PROBLEM:
Comb through the entries for "front" and pull out each line that holds it.

** PROVIDED RECORDS follows **

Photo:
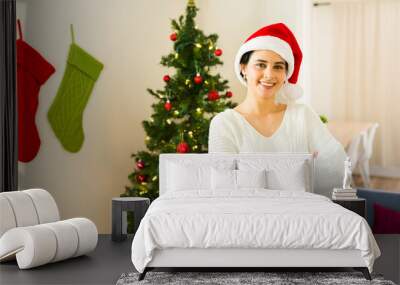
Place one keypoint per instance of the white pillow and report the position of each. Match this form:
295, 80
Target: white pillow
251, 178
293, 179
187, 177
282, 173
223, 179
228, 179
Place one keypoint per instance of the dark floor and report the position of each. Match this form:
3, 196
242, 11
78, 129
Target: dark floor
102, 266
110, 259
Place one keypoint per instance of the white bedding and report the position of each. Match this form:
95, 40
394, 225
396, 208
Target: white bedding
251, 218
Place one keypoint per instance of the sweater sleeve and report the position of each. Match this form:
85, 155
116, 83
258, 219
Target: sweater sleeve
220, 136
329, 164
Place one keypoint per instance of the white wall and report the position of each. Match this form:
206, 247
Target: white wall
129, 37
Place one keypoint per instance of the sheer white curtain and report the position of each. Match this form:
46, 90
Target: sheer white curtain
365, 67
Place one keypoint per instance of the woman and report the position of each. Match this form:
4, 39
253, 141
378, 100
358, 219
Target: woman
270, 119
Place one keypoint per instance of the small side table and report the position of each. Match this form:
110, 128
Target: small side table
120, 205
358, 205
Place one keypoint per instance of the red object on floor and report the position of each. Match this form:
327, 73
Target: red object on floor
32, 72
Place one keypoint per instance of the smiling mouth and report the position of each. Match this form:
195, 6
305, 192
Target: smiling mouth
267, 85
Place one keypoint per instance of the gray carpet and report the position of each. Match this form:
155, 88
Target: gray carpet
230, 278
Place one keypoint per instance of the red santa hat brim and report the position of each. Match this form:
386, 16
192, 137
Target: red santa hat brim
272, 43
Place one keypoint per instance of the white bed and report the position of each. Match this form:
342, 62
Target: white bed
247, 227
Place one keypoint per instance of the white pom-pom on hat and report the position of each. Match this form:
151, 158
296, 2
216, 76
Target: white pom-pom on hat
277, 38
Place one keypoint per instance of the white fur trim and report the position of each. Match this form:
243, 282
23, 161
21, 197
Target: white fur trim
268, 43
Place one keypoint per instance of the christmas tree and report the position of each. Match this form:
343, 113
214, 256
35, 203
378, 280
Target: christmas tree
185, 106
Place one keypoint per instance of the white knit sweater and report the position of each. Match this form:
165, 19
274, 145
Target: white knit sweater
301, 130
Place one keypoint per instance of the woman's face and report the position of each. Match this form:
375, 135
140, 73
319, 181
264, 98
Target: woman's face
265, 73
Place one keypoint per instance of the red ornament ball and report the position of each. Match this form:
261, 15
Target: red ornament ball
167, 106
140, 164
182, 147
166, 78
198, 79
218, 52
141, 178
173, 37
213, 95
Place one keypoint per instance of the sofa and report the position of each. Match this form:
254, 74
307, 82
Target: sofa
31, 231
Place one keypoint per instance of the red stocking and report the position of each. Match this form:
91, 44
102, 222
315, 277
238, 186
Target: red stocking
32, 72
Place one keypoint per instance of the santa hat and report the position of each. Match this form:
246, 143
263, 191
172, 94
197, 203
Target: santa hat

** End of PROVIDED RECORDS **
** PROVIDED RECORDS follows **

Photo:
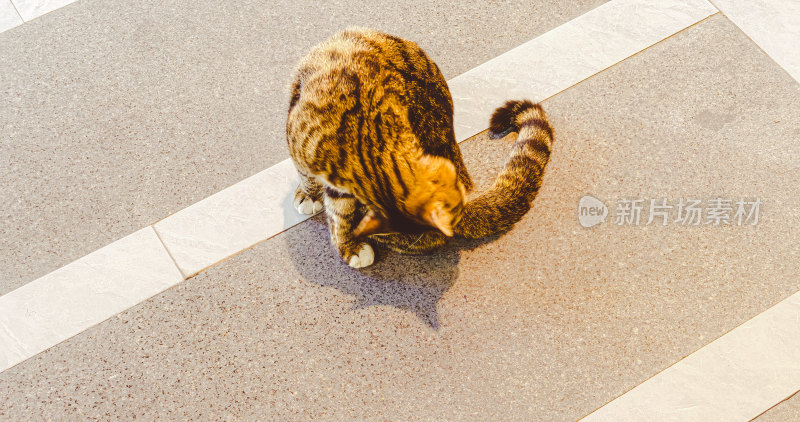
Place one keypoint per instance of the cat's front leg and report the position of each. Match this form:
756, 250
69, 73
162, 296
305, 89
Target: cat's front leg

** End of PROVIDED RECORDS **
** PROVIDED RECORDS follows **

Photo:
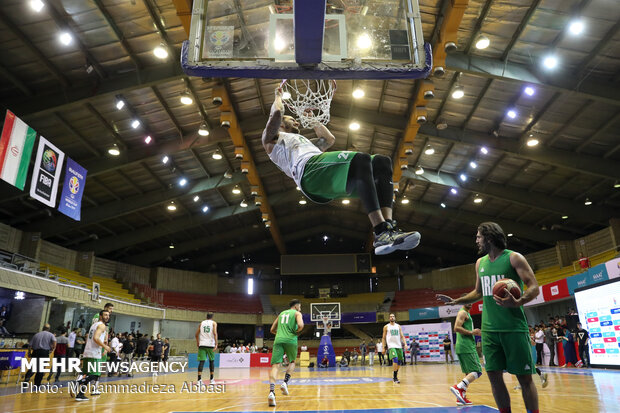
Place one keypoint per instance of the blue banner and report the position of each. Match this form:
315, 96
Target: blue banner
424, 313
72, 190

** End of PROVIDED RECORDS **

OUTPUT:
Place one keypoint per instance of the cat's front leg and report the position of each. Match this form:
Target: cat's front leg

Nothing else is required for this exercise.